#### [What is asked]
Copy out only the lines between the one holding "Mark every instance of the textured" and the one holding "(1001, 522)", inclusive, and rescale every answer coordinate by multiplying it by 0.9 and rounding to a whole number, with halves rounded up. Keep the request lines and their sample points as they are.

## Start

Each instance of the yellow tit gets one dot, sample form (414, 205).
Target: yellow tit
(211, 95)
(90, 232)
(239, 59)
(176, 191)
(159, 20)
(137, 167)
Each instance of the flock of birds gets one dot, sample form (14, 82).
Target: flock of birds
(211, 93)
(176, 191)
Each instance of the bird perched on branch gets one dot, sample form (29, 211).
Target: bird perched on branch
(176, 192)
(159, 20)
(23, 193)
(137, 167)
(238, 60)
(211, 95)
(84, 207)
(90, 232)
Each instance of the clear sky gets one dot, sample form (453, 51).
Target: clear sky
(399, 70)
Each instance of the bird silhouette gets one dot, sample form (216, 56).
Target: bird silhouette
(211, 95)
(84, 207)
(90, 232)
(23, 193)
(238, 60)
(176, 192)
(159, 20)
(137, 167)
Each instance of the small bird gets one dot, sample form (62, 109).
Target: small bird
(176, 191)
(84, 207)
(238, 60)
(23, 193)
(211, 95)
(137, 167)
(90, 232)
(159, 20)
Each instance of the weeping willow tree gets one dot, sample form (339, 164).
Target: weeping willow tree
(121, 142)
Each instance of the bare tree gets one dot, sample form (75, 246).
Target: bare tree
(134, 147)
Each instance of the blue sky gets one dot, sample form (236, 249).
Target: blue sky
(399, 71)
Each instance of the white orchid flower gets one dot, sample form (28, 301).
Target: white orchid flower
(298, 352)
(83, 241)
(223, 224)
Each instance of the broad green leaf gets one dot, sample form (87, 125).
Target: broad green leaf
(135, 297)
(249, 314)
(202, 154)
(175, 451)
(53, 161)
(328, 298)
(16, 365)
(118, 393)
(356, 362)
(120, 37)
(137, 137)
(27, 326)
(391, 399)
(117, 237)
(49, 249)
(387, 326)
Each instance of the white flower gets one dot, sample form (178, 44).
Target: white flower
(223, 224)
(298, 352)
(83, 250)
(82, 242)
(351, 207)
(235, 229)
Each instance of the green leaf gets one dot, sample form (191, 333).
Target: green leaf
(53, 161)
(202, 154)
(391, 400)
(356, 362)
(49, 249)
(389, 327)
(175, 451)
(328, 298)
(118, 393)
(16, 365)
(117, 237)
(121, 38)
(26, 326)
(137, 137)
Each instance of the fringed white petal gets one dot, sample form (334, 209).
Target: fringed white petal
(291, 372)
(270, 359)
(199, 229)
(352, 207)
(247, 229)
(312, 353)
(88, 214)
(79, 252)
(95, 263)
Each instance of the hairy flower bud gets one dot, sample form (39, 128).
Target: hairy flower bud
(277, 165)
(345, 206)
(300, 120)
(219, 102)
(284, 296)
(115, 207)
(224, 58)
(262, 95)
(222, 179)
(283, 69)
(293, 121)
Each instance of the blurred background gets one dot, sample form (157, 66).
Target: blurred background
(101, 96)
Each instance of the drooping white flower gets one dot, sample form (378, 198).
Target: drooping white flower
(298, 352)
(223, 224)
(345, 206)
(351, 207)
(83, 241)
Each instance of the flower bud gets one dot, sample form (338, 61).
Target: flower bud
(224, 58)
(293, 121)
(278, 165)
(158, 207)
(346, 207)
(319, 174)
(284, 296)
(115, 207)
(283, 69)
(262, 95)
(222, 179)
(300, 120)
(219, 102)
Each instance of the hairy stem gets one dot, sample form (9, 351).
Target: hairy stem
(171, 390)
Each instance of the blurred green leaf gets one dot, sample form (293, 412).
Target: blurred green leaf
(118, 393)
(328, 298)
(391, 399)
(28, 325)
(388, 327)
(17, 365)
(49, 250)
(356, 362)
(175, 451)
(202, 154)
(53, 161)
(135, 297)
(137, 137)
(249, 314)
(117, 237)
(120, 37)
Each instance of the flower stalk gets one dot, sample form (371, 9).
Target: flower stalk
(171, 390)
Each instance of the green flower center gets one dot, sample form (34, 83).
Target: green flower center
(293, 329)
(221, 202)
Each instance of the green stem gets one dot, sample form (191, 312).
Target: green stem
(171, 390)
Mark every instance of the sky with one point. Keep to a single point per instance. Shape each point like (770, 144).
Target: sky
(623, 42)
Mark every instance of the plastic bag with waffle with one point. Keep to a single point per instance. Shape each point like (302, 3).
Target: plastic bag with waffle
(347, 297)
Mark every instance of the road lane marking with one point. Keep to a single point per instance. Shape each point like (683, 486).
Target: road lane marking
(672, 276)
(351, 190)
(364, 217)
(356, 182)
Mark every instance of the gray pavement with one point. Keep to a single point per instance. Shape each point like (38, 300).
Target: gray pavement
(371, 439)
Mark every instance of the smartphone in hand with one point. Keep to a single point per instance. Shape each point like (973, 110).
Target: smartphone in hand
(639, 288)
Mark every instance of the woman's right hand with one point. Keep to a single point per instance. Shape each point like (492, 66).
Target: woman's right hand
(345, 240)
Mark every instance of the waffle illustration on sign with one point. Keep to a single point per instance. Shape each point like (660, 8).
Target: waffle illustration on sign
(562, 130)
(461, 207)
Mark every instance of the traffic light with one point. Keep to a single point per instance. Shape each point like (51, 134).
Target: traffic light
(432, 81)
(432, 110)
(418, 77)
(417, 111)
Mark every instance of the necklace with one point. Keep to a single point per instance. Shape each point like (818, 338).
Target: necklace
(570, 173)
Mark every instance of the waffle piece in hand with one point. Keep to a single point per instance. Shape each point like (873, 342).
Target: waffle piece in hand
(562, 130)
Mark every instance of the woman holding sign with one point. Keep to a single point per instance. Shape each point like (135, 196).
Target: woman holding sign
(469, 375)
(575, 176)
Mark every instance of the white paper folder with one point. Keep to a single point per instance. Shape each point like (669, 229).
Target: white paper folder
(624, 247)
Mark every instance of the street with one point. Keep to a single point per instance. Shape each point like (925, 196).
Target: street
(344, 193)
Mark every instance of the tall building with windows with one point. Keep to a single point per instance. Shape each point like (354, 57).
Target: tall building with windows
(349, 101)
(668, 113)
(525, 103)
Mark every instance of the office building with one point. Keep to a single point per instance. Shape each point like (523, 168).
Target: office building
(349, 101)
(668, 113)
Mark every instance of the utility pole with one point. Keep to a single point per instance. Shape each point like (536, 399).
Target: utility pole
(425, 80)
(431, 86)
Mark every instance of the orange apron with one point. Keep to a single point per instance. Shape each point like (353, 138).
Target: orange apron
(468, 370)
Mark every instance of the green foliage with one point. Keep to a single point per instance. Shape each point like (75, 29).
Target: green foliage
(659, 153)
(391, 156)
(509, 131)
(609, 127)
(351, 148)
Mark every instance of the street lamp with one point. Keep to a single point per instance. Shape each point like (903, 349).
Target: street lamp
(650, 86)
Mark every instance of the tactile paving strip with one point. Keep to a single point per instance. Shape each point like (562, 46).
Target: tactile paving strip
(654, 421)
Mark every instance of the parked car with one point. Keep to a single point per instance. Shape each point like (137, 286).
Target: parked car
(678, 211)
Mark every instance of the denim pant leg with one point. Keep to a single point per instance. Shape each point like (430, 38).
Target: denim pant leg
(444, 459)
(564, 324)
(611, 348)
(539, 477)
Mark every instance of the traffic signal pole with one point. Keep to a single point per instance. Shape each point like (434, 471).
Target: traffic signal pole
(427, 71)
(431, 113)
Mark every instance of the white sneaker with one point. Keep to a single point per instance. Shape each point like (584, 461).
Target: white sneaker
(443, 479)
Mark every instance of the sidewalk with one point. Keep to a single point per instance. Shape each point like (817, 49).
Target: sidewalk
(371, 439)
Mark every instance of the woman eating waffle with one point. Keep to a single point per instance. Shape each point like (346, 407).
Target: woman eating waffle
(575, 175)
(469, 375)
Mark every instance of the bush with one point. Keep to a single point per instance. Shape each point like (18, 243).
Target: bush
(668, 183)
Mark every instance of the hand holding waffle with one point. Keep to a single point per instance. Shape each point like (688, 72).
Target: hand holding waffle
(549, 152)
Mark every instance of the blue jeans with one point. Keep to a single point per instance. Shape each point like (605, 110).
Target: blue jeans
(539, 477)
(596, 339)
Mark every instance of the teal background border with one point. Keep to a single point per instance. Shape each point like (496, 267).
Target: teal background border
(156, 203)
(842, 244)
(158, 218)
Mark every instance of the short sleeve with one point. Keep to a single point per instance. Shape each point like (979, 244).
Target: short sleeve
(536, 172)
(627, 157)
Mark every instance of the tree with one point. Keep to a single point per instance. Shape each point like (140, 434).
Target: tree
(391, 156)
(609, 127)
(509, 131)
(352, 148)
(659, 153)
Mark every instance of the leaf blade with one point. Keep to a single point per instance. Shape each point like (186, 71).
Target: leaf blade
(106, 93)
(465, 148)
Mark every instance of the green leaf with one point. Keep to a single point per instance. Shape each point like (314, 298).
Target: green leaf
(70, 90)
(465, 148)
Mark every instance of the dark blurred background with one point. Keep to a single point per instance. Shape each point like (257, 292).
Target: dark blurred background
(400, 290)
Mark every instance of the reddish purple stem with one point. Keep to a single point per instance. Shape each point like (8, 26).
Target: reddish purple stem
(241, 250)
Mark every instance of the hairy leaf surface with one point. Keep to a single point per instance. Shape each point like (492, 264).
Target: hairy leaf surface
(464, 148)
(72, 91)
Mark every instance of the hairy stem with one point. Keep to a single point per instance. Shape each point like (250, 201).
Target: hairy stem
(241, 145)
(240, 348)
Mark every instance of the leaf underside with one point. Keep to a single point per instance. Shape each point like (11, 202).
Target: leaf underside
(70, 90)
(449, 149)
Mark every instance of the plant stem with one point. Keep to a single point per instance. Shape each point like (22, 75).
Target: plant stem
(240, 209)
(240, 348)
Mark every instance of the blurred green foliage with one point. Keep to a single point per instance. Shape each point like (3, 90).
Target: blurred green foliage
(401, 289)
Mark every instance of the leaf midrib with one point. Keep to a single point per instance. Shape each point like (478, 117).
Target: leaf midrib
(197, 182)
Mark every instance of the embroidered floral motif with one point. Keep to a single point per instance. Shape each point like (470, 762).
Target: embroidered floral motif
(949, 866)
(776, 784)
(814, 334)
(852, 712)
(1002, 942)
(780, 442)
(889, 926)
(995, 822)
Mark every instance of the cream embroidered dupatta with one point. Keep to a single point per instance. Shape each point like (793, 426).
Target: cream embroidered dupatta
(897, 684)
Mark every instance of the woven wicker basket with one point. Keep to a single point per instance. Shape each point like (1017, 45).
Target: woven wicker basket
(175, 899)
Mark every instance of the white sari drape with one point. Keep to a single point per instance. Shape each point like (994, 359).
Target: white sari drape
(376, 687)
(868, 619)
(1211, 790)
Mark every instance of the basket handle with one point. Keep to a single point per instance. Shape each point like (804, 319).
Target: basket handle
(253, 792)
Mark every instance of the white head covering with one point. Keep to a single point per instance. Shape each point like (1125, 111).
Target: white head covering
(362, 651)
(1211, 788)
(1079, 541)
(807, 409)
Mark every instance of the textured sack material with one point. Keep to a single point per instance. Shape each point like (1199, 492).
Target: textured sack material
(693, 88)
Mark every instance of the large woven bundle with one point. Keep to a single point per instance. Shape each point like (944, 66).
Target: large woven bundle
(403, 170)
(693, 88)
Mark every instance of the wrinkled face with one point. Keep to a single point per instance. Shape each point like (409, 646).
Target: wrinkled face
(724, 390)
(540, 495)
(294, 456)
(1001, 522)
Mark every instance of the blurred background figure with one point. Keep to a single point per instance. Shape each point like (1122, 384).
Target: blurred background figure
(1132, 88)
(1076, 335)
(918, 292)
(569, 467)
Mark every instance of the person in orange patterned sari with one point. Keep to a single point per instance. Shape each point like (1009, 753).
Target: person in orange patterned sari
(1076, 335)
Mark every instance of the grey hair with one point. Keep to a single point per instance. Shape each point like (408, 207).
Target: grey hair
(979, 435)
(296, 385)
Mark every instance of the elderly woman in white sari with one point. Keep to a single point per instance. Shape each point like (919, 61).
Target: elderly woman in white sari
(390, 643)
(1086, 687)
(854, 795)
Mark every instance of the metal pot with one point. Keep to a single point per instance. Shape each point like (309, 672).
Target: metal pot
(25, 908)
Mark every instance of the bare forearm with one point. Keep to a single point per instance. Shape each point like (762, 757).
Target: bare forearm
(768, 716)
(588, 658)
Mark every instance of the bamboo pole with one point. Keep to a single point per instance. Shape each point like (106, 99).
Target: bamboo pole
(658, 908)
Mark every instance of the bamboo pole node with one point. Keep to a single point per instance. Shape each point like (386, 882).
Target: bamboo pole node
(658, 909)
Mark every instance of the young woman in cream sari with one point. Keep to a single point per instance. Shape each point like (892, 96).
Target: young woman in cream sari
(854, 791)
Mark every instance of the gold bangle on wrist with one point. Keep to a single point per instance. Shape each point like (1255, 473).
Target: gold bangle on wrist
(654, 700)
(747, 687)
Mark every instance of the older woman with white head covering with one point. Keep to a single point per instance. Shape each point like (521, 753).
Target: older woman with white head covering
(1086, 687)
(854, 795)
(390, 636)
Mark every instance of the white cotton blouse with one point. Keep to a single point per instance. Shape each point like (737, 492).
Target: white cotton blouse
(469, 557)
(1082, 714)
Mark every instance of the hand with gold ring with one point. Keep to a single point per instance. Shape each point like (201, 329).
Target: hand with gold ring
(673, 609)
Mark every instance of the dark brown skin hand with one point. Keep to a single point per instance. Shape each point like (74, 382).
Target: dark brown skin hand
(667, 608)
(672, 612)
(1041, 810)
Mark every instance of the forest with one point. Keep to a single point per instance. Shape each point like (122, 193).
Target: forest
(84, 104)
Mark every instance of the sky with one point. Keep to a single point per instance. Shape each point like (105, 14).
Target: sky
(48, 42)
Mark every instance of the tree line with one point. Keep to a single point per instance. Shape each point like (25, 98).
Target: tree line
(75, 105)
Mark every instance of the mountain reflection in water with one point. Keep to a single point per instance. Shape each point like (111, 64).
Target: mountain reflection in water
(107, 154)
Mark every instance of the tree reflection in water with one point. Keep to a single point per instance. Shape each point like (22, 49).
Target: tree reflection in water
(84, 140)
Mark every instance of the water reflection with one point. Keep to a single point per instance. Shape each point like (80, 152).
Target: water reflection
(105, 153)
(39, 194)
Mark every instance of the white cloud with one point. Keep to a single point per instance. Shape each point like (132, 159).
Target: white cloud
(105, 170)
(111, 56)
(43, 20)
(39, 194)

## End

#### [Solution for this exercise]
Mark every instance of the textured sack material with one point. Keep to a single point per instance. Shape each point like (1199, 492).
Target: textured sack material
(624, 79)
Mark every instance of the large woven bundle with one point. Keep to a single point per instance. Shape each point like (944, 66).
Target: large woven bundle
(363, 153)
(624, 79)
Mark every instance of the wrinkled face with one point. Keep to a single point per instance. Shape each point like (409, 646).
Target: wrinkled face
(652, 351)
(486, 446)
(265, 410)
(901, 470)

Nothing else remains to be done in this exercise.